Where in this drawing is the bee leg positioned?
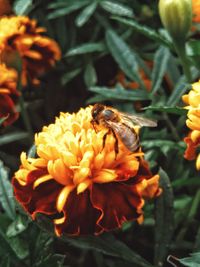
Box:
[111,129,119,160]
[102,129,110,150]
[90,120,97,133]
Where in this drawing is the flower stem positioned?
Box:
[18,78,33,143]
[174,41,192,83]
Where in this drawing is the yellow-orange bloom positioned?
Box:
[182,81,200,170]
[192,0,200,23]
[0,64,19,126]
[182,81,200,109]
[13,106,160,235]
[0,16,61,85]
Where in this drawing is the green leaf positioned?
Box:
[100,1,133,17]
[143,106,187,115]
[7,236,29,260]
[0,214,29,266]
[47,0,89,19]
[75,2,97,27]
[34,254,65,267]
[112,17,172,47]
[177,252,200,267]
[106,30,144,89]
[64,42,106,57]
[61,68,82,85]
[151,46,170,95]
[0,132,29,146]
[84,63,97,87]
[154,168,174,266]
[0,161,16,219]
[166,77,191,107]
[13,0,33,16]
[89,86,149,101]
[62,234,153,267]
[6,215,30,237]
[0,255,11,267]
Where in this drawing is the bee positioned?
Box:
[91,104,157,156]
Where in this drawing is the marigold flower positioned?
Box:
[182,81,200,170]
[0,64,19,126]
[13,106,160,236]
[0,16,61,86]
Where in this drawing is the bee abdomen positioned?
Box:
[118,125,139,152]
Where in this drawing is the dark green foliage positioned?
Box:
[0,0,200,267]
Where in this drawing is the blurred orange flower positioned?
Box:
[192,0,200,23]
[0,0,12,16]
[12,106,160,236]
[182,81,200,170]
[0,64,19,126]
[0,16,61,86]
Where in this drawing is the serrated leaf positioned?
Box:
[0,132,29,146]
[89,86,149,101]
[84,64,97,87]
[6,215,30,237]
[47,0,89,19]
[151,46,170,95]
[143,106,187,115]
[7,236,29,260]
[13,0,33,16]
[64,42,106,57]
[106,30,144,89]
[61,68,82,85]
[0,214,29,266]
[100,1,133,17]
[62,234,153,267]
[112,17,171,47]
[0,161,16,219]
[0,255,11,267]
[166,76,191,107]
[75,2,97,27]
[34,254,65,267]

+===+

■ **AIM**
Write out all of the records above word for word, leaving out the picture.

■ **CORRECT ANSWER**
Where in this drawing is the bee leg positioned?
Box:
[111,129,119,160]
[102,129,110,150]
[90,120,97,133]
Where in this drawing is the flower stem positioned?
Box:
[18,78,33,143]
[174,41,192,83]
Where in this drawing is the yellow-orange bloom positioned?
Box:
[182,81,200,170]
[192,0,200,23]
[0,64,19,126]
[182,81,200,109]
[13,106,160,235]
[0,16,61,85]
Where in this drawing is the green leaf positioned?
Box:
[100,1,133,17]
[143,106,187,115]
[7,236,29,260]
[0,214,29,266]
[47,0,89,19]
[75,2,97,27]
[34,254,65,267]
[112,17,172,47]
[177,252,200,267]
[106,30,144,89]
[64,42,106,57]
[61,68,82,85]
[151,46,170,95]
[0,132,29,146]
[84,63,97,87]
[154,168,174,266]
[0,161,16,219]
[166,77,191,107]
[13,0,33,16]
[89,86,149,101]
[62,234,153,267]
[6,215,30,237]
[0,255,11,267]
Where in this drawing is the bee positioned?
Box:
[91,104,157,156]
Where in this drawing is the marigold flower positioned?
Box:
[182,81,200,170]
[0,64,19,126]
[13,106,160,236]
[0,16,61,86]
Where in this drawing is the bee abdomen positioned?
Box:
[118,125,139,152]
Where in this drawing is the dark green foliage positioned?
Box:
[0,0,200,267]
Where in this drawing is the blurred orange flower positioned?
Box:
[192,0,200,23]
[0,0,12,16]
[12,106,160,236]
[182,81,200,170]
[0,64,19,126]
[0,16,61,86]
Where in this drawing is the serrated leaf positioned?
Box:
[0,132,29,146]
[89,86,149,101]
[84,64,97,87]
[6,215,30,237]
[47,0,89,19]
[151,46,170,95]
[143,106,187,115]
[7,236,29,260]
[13,0,33,16]
[64,42,106,57]
[106,30,144,89]
[61,68,82,85]
[0,214,29,266]
[100,1,133,17]
[62,234,153,267]
[112,17,171,47]
[0,161,16,219]
[0,255,11,267]
[166,76,191,107]
[75,2,97,27]
[34,254,65,267]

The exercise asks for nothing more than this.